Why are data scientists tripping over themselves to get their hands on LinkedIn’s data? What’s it like to run one of the world’s biggest social media sites, and how can machine learning algorithms contribute to the creation of economic opportunity for a global workforce? We recently posed those questions (and more!) to Igor Perisic, Vice President of Engineering at LinkedIn.
Alex Woodie: Igor, thank you for agreeing to this interview. First, please tell us about yourself and your role at LinkedIn.
Igor Perisic: I’ve been at LinkedIn for 7.5 years. My educational background is in statistics [Harvard PhD]. At LinkedIn, the easiest way to describe what I’m doing is relevance infrastructure, machine learning, and personalization for the site.
AW: When I make a new connection on LinkedIn, that’s the machine learning working behind the scenes?
IP: By just making a connection, you’re hitting two or three slightly different services behind the scenes. One is the social graph itself. That is one beast to scale from a pure infrastructure perspective. If you recall a company called Friendster in the past–had they been able to scale the social graph itself, the service itself, I believe you could make the argument today that Facebook itself would not exist. Then “People you may know” is an algorithm that we built…. to connect people, that is a service and an algorithm and methodology that my team is responsible for.
AW: So you have the graph that powers connections, and the machine learning algorithms run separately.
IP: Correct. On the infrastructure side…you have things like Hadoop, Spark–anything that’s offline distributed computing. You would have things like Kafka to make sure that the tracking events or the impressions are computed correctly so the algorithms can do the proper discounting and getting the right implicit feedback from members. You have a search engine. You have a recommendation engine with different levels of scoring within it. And you have a statistics server. Then you have all the algorithms that can leverage these components.
AW: So your job is to make this stuff work and improve it?
IP: Yes, my team is responsible for getting all of this to work, from the algorithms to the platform. The last part of the question can be interpreted in multiple ways.
AW: What challenges do you face scaling the infrastructure to handle millions of users?
Igor Perisic, Vice President of Engineering at LinkedIn
IP: Whenever you have any machine learning or data mining or relevance [systems], they will at some point in time tell you that they’re spending a significant amount of time to make sure the data is clean, that there’s no error in tracking, that the recording of the data went properly, that the schema is well defined and that the data that we received adheres to that schema and that they understand it.

## WHAT THIS TASK INVOLVES
Reproduce the LinkedIn interview verbatim, from "AW: So your" up to and including "millions of users?".

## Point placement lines

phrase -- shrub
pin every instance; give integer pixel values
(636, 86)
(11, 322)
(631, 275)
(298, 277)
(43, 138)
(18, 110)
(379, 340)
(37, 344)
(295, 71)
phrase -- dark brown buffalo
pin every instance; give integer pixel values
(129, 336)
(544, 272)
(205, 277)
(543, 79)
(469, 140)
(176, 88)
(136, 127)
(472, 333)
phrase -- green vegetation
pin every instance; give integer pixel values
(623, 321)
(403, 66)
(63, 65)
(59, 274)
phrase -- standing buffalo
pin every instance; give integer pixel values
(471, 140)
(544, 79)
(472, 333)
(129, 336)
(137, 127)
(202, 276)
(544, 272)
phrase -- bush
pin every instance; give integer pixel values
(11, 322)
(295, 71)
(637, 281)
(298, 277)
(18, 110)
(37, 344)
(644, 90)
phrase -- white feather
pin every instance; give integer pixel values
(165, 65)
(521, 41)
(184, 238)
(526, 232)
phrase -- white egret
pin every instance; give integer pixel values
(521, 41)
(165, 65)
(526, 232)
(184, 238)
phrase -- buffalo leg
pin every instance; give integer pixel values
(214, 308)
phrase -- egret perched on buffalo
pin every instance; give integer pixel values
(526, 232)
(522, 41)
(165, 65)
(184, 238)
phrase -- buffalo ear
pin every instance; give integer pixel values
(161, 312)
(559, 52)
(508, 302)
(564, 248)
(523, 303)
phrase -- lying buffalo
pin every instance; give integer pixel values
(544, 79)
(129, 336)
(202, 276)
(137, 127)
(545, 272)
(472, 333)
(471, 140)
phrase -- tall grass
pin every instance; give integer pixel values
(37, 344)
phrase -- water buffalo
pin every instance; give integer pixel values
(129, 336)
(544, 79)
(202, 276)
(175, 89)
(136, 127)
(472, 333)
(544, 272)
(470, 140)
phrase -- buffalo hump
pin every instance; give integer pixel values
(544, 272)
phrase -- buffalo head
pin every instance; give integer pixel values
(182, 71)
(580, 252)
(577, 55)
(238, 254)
---
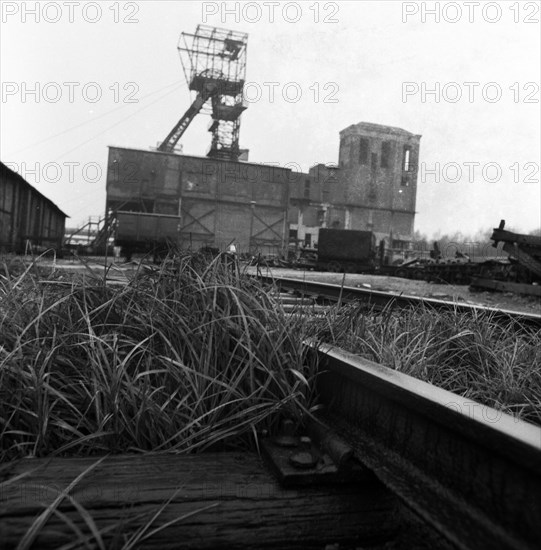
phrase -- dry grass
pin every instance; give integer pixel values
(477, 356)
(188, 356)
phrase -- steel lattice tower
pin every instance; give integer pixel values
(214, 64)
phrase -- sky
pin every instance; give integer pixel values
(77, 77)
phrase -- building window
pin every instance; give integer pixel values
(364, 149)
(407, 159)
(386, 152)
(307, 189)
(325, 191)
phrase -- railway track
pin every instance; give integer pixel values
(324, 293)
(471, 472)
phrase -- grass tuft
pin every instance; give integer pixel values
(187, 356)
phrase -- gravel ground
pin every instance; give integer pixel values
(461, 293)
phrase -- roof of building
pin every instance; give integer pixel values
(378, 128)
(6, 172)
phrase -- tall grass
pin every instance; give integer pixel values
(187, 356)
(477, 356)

## OUTPUT FOR THIS TASK
AW: So your job is to make this stuff work and improve it?
IP: Yes, my team is responsible for getting all of this to work, from the algorithms to the platform. The last part of the question can be interpreted in multiple ways.
AW: What challenges do you face scaling the infrastructure to handle millions of users?